**Written instruction:**
Rewrite the part of the data that opens with the line containing "Find the raised" and closes with the line containing "<point>315,155</point>" as a JSON list of strings, one string per line and both end lines included, leaving out any blank lines.
******************************
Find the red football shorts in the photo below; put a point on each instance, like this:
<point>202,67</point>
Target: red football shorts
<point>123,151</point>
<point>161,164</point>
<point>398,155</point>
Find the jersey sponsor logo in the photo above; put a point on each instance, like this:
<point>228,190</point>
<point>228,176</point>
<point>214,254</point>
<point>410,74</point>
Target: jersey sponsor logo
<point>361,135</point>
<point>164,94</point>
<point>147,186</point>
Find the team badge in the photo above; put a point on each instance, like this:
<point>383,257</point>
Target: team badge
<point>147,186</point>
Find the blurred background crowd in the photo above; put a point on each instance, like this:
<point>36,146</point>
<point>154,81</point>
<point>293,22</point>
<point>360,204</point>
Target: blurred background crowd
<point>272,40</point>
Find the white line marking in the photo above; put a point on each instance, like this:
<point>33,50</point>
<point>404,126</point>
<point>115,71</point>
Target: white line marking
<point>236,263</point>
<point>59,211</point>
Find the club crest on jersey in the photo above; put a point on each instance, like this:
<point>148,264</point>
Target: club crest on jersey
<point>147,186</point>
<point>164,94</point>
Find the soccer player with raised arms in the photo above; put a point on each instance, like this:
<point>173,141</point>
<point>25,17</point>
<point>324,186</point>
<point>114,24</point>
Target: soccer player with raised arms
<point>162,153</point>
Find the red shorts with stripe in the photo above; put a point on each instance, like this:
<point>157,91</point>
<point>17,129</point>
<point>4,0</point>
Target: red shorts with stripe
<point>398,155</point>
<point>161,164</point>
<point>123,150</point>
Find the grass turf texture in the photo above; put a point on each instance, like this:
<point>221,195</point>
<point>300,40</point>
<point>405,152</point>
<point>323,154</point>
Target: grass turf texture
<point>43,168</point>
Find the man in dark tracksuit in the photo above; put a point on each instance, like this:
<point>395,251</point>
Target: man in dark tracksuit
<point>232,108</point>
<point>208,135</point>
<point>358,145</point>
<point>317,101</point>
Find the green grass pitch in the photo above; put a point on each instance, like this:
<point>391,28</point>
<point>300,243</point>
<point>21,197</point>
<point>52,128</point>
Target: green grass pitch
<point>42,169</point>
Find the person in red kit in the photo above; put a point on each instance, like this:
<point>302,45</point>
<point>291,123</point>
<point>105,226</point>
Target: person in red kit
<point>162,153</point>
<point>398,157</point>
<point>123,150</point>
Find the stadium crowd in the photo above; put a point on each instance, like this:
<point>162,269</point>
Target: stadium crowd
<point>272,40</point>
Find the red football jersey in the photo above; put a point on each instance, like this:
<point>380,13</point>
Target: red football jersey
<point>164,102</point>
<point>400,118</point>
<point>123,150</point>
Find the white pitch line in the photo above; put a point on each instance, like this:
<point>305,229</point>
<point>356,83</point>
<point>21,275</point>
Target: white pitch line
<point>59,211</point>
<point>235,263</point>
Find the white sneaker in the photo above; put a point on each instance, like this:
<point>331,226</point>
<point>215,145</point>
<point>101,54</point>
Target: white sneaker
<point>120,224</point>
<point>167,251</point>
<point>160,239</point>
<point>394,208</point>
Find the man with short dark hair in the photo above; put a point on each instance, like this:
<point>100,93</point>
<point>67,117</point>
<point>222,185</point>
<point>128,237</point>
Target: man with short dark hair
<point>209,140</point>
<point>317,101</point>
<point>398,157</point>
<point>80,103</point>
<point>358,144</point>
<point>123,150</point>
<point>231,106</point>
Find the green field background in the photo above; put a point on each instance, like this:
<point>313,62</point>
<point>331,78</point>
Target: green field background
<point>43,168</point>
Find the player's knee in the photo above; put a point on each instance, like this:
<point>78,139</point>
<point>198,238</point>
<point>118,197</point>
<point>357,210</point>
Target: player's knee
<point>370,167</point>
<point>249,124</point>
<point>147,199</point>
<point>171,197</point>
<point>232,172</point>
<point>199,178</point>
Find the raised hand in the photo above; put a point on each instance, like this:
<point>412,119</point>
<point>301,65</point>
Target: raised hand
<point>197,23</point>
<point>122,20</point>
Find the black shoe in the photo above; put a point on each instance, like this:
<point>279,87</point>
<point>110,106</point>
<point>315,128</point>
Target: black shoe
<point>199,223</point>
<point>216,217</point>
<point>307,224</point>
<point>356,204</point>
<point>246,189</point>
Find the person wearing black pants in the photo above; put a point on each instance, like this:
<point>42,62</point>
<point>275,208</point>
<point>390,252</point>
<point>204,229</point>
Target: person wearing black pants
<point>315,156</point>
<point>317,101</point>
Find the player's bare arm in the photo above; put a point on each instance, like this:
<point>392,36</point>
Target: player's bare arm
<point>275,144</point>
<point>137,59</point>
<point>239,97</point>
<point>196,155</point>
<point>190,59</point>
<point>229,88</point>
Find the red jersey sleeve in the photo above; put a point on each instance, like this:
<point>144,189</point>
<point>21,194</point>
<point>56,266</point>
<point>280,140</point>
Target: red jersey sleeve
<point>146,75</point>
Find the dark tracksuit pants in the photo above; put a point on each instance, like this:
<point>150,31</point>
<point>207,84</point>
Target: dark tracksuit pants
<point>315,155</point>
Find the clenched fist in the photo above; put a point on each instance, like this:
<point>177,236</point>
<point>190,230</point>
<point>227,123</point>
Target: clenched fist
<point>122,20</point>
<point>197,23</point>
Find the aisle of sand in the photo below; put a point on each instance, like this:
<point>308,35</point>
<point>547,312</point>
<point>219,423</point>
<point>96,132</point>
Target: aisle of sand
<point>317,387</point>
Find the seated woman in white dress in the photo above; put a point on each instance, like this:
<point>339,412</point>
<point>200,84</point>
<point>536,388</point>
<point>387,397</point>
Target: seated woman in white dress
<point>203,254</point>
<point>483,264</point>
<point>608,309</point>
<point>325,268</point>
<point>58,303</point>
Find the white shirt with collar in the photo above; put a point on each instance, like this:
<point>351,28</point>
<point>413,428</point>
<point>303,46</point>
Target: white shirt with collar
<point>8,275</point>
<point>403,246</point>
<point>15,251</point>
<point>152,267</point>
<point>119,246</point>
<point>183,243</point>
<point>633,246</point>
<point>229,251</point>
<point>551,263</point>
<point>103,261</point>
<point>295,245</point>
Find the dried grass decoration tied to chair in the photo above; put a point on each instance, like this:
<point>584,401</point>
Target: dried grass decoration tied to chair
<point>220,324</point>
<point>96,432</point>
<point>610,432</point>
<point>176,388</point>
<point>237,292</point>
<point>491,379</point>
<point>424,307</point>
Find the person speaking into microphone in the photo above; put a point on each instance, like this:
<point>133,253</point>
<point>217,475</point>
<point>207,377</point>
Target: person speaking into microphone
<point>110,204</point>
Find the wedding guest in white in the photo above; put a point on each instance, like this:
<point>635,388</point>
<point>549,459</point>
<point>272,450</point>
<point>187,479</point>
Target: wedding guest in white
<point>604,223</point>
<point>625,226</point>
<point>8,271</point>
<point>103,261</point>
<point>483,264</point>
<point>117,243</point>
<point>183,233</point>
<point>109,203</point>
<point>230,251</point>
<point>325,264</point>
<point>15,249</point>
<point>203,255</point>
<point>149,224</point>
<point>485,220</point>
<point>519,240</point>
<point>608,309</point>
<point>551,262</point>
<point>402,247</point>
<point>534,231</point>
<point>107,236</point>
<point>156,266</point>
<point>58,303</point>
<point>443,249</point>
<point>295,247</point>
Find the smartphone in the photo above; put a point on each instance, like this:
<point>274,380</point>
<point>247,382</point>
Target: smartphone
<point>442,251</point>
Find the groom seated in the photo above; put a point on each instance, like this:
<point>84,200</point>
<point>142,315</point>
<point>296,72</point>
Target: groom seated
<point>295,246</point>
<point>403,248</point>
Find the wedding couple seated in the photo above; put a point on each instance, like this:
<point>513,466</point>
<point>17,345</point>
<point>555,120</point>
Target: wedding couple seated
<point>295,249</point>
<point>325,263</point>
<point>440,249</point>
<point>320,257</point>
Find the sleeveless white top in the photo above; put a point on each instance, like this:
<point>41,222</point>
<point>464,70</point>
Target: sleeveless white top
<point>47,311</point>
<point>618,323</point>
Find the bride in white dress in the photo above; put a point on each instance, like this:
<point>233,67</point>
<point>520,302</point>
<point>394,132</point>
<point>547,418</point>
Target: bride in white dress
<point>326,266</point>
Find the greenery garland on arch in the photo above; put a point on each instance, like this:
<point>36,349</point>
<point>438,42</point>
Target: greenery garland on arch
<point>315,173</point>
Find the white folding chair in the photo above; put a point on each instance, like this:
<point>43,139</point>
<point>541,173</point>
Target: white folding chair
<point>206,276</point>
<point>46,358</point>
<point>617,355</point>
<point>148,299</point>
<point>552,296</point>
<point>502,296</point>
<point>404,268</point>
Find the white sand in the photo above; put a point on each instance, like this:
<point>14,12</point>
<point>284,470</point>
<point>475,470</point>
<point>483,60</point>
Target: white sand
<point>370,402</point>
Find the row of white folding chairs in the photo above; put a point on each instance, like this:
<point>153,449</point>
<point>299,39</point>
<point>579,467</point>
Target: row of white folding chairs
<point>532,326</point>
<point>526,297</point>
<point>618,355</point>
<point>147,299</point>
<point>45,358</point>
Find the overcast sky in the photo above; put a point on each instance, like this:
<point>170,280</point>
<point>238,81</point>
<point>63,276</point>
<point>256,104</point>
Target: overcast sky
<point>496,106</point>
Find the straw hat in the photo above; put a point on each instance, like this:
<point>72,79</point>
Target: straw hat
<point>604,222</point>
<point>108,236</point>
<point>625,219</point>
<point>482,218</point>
******************************
**Expected answer:**
[
  "Find the raised hand in the photo above; put a point on each instance, like this:",
  "<point>412,119</point>",
  "<point>301,65</point>",
  "Target: raised hand",
  "<point>197,23</point>",
  "<point>122,20</point>",
  "Find the black shoe in the photo above; put a point on each instance, like this:",
  "<point>279,87</point>",
  "<point>110,106</point>",
  "<point>315,128</point>",
  "Target: black shoe",
  "<point>199,223</point>",
  "<point>216,217</point>",
  "<point>307,224</point>",
  "<point>356,204</point>",
  "<point>246,189</point>",
  "Find the person wearing black pants in the photo above; put a point on each instance, like this:",
  "<point>42,62</point>",
  "<point>275,208</point>",
  "<point>390,252</point>",
  "<point>204,229</point>",
  "Target: person wearing black pants",
  "<point>315,156</point>",
  "<point>317,101</point>",
  "Find the player's bare arm in the photo above; put a point on each instance, like this:",
  "<point>392,36</point>",
  "Target: player's bare arm",
  "<point>275,144</point>",
  "<point>137,59</point>",
  "<point>239,97</point>",
  "<point>196,155</point>",
  "<point>190,59</point>",
  "<point>229,88</point>",
  "Find the red jersey sleeve in the photo above; put a point on each instance, like this:",
  "<point>144,189</point>",
  "<point>21,194</point>",
  "<point>56,266</point>",
  "<point>280,140</point>",
  "Target: red jersey sleeve",
  "<point>146,75</point>",
  "Find the dark tracksuit pants in the photo above; put a point on each instance, like this:",
  "<point>150,31</point>",
  "<point>207,84</point>",
  "Target: dark tracksuit pants",
  "<point>315,155</point>"
]